TASK DIRECTIONS -
Answer these from the tender offer announcement below:
1. When did the Tender Offer expire?
2. On what date is settlement expected?
3. Which firm is the Co-Dealer Manager?

EXTRACT TO READ -

Prospect Capital Corporation Announces Results of Cash Tender Offer For Any and All of its Outstanding 5.000% Senior Notes du...
June 14 2018 - 7:40AM
Prospect Capital Corporation (the “Company”) today announced the
results of its previously announced cash tender offer (the “Tender
Offer”) to purchase any and all of the outstanding senior notes
listed below. The Tender Offer was made pursuant to an Offer to
Purchase dated June 7, 2018 (the “Offer to Purchase”), which set
forth the terms and conditions of the Tender Offer.
As of the previously announced expiration time of 5:00 p.m., New
York City time, on June 13, 2018 (the “Expiration Time”), according
to information provided by D.F. King & Co., Inc., the tender
and information agent for the Tender Offer, a total of $147,024,000
aggregate principal amount of Notes had been validly tendered and
not validly withdrawn in the Tender Offer. This amount includes
$577,000 tendered pursuant to the guaranteed delivery procedures
described in the Offer to Purchase and notice of guaranteed
delivery, dated June 7, 2018, which remains subject to the holders’
performance of the delivery requirements under such procedures.
Withdrawal rights for the Notes expired at 5:00 p.m., New York City
time, on June 13, 2018. The table below sets forth the aggregate
principal amount and percentage of the Notes validly tendered and
not validly withdrawn by the Expiration Time that will be accepted
for purchase by the Company (the “Eligible Notes”).
Title of Security |
CUSIP / ISIN Nos. |
Outstanding Principal Amount |
Principal Amount Tendered |
Percent Tendered of Amount
Outstanding |
5.000% Senior Notes due 2019 (the “Notes”) |
74348TAN2 / US74348TAN28 |
$300,000,000 |
$147,024,000 |
49.0% |
The consideration to be paid for the Eligible Notes is $1,020,
plus accrued and unpaid interest on the Eligible Notes from the
applicable last interest payment date up to, but not including, the
settlement date, which date is expected to be June 20, 2018.
The Company has retained RBC Capital Markets, LLC and Barclays
Capital Inc. to serve as the Lead Dealer Managers and UBS
Securities LLC to serve as the Co-Dealer Manager for the Tender
Offer. Questions and requests for assistance regarding the Tender
Offer should be directed to RBC Capital Markets, LLC at (212)
618-7843 (collect) or (877) 381-2099 (toll free) or Barclays
Capital Inc. at (212) 528-7581 (collect) or (800) 438-3242 (toll
free).
The Company has also retained D.F. King & Co., Inc. to serve
as the Information Agent and Tender Agent for the Notes in the
Tender Offer.
The Tender Offer is being made pursuant to the terms and
conditions contained in the Offer to Purchase, a copy of which may
be obtained from D.F. King & Co., Inc. at (212) 269-5550 (Banks
and Brokers) or (800) 549-6864 (toll free), or via
psec@dfking.com.
A copy of the Offer to Purchase is also available at the
following web address: http://www.dfking.com/psec
This announcement is for informational purposes only and is not
an offer to purchase or sell or a solicitation of an offer to
purchase or sell, with respect to any securities. The solicitation
of offers to buy the Notes is only being made pursuant to the terms
of the Offer to Purchase. The Tender Offer is not being made in any
state or jurisdiction in which such offer would be unlawful prior
to registration or qualification under the securities laws of any
such state or jurisdiction. None of the Company, the Dealer
Managers or the Information and Tender Agent are making any
recommendation as to whether or not holders should tender their
Notes in connection with the Tender Offer.

EXTRACTED MATERIAL -
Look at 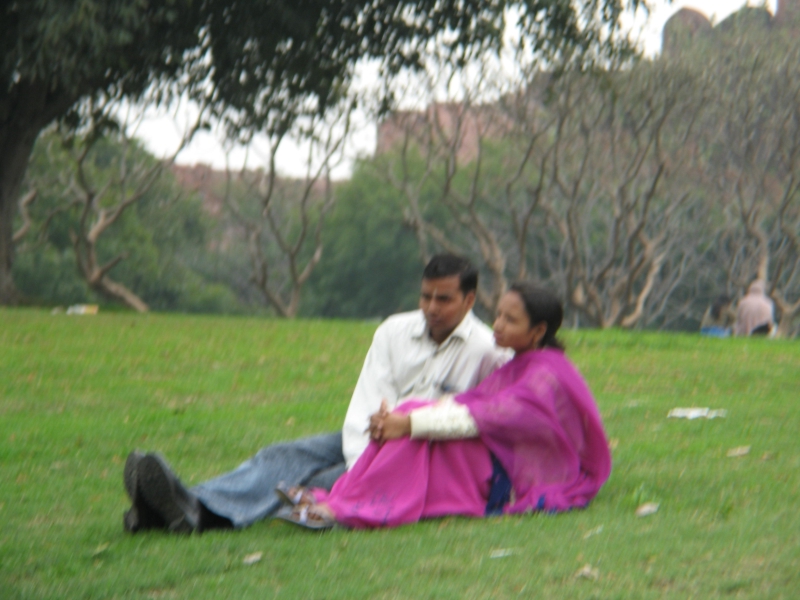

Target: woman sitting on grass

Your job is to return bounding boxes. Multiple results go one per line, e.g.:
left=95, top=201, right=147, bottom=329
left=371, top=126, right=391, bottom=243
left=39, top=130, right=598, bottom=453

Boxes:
left=278, top=283, right=611, bottom=529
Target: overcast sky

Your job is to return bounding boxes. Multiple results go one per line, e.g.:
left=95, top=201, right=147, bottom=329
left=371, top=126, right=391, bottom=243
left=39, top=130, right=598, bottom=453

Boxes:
left=136, top=0, right=777, bottom=177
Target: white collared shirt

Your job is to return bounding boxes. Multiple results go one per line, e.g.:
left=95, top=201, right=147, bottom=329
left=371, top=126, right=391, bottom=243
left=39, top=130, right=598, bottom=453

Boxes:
left=342, top=310, right=511, bottom=468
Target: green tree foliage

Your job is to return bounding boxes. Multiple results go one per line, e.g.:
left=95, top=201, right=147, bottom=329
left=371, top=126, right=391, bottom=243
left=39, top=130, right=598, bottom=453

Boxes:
left=302, top=161, right=424, bottom=318
left=0, top=0, right=640, bottom=303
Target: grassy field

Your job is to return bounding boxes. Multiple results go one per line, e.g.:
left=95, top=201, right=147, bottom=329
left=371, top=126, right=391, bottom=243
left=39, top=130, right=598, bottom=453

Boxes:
left=0, top=310, right=800, bottom=599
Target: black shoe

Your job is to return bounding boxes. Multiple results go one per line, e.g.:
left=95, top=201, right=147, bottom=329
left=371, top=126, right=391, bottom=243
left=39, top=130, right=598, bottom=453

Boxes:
left=122, top=450, right=167, bottom=533
left=136, top=454, right=200, bottom=533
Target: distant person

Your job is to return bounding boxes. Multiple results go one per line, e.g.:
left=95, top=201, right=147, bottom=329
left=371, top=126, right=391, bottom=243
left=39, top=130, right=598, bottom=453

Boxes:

ANSWER BELOW -
1. 5:00 p.m., New York City time, on June 13, 2018
2. June 20, 2018
3. UBS Securities LLC